EXERCISE DIRECTIONS:
Quote all of the data that follows exactly as written, skipping the images.

SOURCE DATA:
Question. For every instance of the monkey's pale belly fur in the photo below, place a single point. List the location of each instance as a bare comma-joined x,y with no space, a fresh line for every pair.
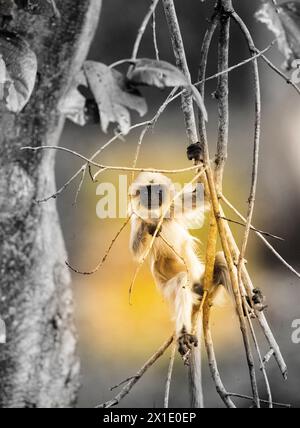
175,265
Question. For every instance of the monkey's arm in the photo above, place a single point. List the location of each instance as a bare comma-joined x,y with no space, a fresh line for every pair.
141,235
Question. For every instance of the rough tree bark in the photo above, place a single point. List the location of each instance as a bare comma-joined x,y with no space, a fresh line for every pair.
38,365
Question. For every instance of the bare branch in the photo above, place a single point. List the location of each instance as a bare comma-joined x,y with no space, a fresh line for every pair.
143,28
212,358
101,263
262,364
257,134
280,73
169,377
112,167
264,240
179,52
253,229
247,397
128,387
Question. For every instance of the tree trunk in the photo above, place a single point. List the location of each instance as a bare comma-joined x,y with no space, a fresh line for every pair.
38,365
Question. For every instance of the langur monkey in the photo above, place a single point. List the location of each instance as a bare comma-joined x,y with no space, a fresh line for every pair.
175,265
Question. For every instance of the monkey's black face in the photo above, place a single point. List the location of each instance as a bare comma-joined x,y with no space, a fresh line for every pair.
152,196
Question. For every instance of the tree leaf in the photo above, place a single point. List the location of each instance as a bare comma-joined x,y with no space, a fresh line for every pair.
39,7
163,74
284,22
113,95
156,73
21,68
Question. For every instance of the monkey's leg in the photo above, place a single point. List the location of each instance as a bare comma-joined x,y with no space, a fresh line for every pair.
179,292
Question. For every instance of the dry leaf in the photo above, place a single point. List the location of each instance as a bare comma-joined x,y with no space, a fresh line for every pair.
113,96
39,7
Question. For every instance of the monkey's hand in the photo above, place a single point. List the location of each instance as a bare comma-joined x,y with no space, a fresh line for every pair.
195,152
152,228
185,344
259,300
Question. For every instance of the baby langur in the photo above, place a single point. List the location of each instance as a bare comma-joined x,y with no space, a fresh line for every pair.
175,265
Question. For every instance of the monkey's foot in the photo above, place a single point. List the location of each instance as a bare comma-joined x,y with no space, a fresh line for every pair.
186,342
195,152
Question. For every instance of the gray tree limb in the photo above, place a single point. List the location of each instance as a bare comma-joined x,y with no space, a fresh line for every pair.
38,365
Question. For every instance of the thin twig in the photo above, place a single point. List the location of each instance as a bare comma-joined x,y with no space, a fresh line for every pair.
256,150
262,364
101,263
181,61
155,43
97,153
280,73
234,250
169,377
196,392
80,185
264,240
158,227
128,387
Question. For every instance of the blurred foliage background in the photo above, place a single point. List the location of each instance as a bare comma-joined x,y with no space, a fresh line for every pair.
115,338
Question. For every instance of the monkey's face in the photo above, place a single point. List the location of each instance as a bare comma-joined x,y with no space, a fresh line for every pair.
150,199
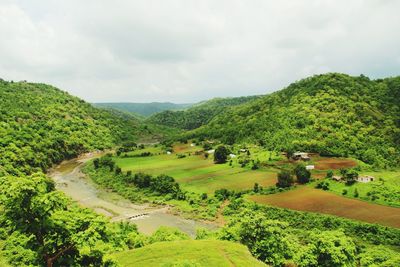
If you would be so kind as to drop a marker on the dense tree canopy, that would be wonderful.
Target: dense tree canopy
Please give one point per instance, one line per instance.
(333, 114)
(41, 125)
(199, 114)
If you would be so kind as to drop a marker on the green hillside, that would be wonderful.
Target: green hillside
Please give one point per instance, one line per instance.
(199, 114)
(207, 253)
(41, 125)
(143, 109)
(333, 114)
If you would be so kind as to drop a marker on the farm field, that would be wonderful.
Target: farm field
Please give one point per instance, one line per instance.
(189, 253)
(305, 198)
(384, 190)
(194, 172)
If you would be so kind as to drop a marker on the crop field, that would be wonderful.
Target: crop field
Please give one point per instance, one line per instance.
(305, 198)
(195, 172)
(189, 253)
(384, 190)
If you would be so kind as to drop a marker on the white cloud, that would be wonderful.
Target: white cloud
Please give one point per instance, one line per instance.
(186, 50)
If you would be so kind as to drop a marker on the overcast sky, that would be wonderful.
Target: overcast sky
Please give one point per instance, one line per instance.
(191, 50)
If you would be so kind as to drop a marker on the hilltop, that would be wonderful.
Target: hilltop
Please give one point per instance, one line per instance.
(41, 125)
(199, 114)
(332, 114)
(143, 109)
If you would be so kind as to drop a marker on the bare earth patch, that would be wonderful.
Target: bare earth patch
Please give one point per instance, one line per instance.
(334, 163)
(309, 199)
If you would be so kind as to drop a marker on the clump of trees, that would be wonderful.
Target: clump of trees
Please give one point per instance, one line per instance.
(45, 228)
(302, 174)
(221, 154)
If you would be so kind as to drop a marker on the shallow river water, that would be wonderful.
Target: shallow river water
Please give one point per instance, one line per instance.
(73, 183)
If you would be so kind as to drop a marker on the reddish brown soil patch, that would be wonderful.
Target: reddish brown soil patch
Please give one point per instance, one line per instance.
(315, 200)
(334, 163)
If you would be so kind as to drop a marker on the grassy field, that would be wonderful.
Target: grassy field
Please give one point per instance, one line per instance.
(305, 198)
(196, 173)
(207, 253)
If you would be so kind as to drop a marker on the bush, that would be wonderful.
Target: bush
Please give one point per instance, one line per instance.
(285, 179)
(221, 154)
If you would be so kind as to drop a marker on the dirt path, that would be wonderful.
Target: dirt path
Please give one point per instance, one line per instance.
(72, 182)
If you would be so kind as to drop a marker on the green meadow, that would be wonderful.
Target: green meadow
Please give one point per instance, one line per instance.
(189, 253)
(195, 172)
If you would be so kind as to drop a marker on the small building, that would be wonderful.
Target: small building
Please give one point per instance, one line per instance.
(365, 179)
(337, 178)
(301, 156)
(310, 167)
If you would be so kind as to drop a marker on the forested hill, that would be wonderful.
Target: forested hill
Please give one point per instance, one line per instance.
(199, 114)
(41, 125)
(143, 109)
(333, 114)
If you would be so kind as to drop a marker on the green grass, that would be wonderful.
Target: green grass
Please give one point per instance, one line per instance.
(387, 191)
(196, 173)
(188, 253)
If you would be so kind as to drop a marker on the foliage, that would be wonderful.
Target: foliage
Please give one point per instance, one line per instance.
(285, 179)
(329, 249)
(45, 227)
(199, 114)
(221, 154)
(143, 109)
(41, 125)
(168, 234)
(302, 174)
(283, 237)
(266, 239)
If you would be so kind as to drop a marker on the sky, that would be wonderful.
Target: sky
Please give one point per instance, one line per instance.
(189, 50)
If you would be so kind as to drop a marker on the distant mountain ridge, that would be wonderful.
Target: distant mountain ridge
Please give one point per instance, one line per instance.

WORKED ANSWER:
Question. For every instance of the monkey's pale belly fur in the photo below, place a single point. List the location of each instance as a bare comma-joined x,y with no space, a fresh line for every pair.
175,265
Question. For every instance of the monkey's arm in the photo above, place a single point. List the location of each instance as a bare comma-joined x,y with no space, a fresh line for every pair.
141,235
Question. For every instance of the rough tree bark in the photo above, place a single point. List the location of each instance as a bare comma-joined x,y with no space, a fresh line for every pair.
38,365
Question. For every instance of the bare branch in the photo above, place a single point. List the location of each instance as a bare comma-joined x,y with no space, a fresh line for every pair.
143,28
212,358
101,263
262,364
257,134
280,73
169,377
112,167
264,240
179,52
253,229
247,397
128,387
Question. For every instance of the tree trunk in the photo above, place a single point. List the location of each instance as a bare comma-joined x,y with no space, a fresh line for every pair.
38,365
Question. For every instance of the langur monkey in the photo above, place a single point. List the location of each instance as a bare comma-joined x,y with no space, a fresh line for every pair.
175,265
Question. For every instance of the monkey's black face in the photo above, place a single point. List the location of each instance as a bare comma-joined x,y with no space, a fresh line for every pair.
152,196
Question. For every instance of the tree leaf in the photo above, place a single point. List the location of each instance as a bare comma-joined x,y with no space, a fresh line for every pair.
39,7
163,74
284,22
113,95
156,73
21,68
Question. For every instance of the monkey's leg in the photo above, place a single point. List the location of each instance as a bare comma-joined x,y with no space, a fresh line for every pair.
179,292
Question. For every instance of the dry leaf in the photo above, place a single point. List the location of each instance as a bare comma-joined x,y with no space, a fresh line for every pair.
113,96
39,7
Question. For every instance of the monkey's hand in the photo above, place a single point. List the location of each instance as a bare comma-joined x,y with no space, a fresh line for every pair.
195,152
152,228
185,344
259,300
Question. For every instance of the baby langur in the photo above, place a single point. List the location of each instance as a bare comma-joined x,y with no space, a fresh line for every pair.
175,265
Question. For every instance of the monkey's foot in the photo above, place a single point. List the location of each instance as a bare comma-joined x,y with no space, a fresh line for every pair.
186,342
195,152
Question. For every instance of the gray tree limb in the photo above, place a single point. List the location of each instance as a bare comma-joined x,y with no space, a fresh line for every pair.
38,365
Question. For every instance of the thin twig in the photo above, place a single point. List the location of each instance as a bare comma-joined x,y with no space, a fresh line for every pair.
256,150
262,364
101,263
181,61
155,43
97,153
280,73
234,250
169,377
196,392
80,185
264,240
158,227
128,387
Question. For every instance of the blurred foliage background in the photo above, place a single point. List the location of each instance as a bare comma-joined x,y with no space, a fresh line for every pair.
115,338
Question. For every instance of the monkey's face in the photo above, place a single point. List the location of each instance as a bare comma-joined x,y with no space, a fresh line for every pair.
150,199
If you would be so kind as to drop a marker on the dense tree canopy, that would be wonderful.
Target: dense tree canopy
Please give one point per instance, one line per instance.
(333, 114)
(41, 125)
(199, 114)
If you would be so kind as to drop a marker on the green hillside, that would be wonderful.
Target: green hillside
Please give one point per instance, one line per instance.
(199, 114)
(207, 253)
(41, 125)
(143, 109)
(333, 114)
If you would be so kind as to drop a marker on the farm field, that would be wonderful.
Target: farm field
Please give one point per instance, one line per instance.
(189, 253)
(305, 198)
(384, 190)
(194, 172)
If you would be so kind as to drop a marker on the crop field, that would be wonderful.
Target: crop field
Please give one point per instance, one line per instance.
(305, 198)
(195, 172)
(189, 253)
(384, 190)
If you would be so kind as to drop a marker on the white cloud, that would be wonderful.
Target: white cloud
Please give one point per instance, one line per instance.
(186, 50)
If you would be so kind as to drop a marker on the overcast sky, that would be wonderful.
Target: overcast sky
Please give one point per instance, one line per instance.
(191, 50)
If you would be so kind as to drop a marker on the hilltop, that would be wonderful.
Target: hilltop
Please give one point per instance, one line per instance.
(41, 125)
(199, 114)
(332, 114)
(143, 109)
If you would be so kind as to drop a marker on the bare earth patch, that would be wonderful.
Target: bare earth patch
Please give one point per instance, one line per instance.
(334, 163)
(309, 199)
If you would be so kind as to drop a marker on the clump of trees, that would be wonderful.
Target: clump of trees
Please give one point per instance, one line per instance.
(45, 228)
(302, 174)
(221, 154)
If you would be so kind as to drop a marker on the shallow river water, that would be wonderful.
Target: shallow river water
Please give one point per instance, one line per instance.
(73, 183)
If you would be so kind as to drop a marker on the reddish brown soil patch, that would be wonderful.
Target: reddish brown soil patch
Please give one point per instance, one line per instance.
(315, 200)
(334, 163)
If you would be so kind as to drop a marker on the grassy field, that would be wonderful.
Target: grassy field
Please give one point per instance, one line per instance.
(305, 198)
(196, 173)
(207, 253)
If you would be so kind as to drop a marker on the bush, that would be wonderful.
Target: bush
Please give one point per instance, one line per instance.
(285, 179)
(221, 154)
If you would be so kind as to drop a marker on the dirt path, that would be wonderful.
Target: dirt path
Please give one point per instance, one line per instance.
(72, 182)
If you would be so kind as to drop a marker on the green meadow, that would be wonderful.
Target: green meadow
Please give one point per instance, one line per instance.
(189, 253)
(195, 172)
If you would be so kind as to drop a marker on the small building, that would be wonderful.
Target: small building
Please give one point per instance, one line per instance.
(365, 179)
(337, 178)
(301, 156)
(310, 167)
If you would be so kind as to drop a marker on the forested hill, that would be wonderful.
Target: forested hill
Please give one point per instance, one line per instance.
(199, 114)
(41, 125)
(143, 109)
(333, 114)
If you would be so kind as to drop a marker on the green grass, that would be wonderful.
Target: green grass
Please give one point per instance, one line per instance.
(387, 191)
(196, 173)
(188, 253)
If you would be so kind as to drop a marker on the foliage, that would be wonderful.
Target: foliage
Please give one point per instance, one line per instance.
(285, 179)
(329, 249)
(45, 227)
(199, 114)
(221, 154)
(143, 109)
(41, 125)
(168, 234)
(302, 174)
(283, 237)
(266, 239)
If you would be so kind as to drop a marker on the sky, that would be wonderful.
Target: sky
Please give one point per instance, one line per instance.
(189, 50)
If you would be so kind as to drop a marker on the distant mountain ridge, that would be wonderful.
Target: distant mountain ridge
Please give one point per instance, one line per instance.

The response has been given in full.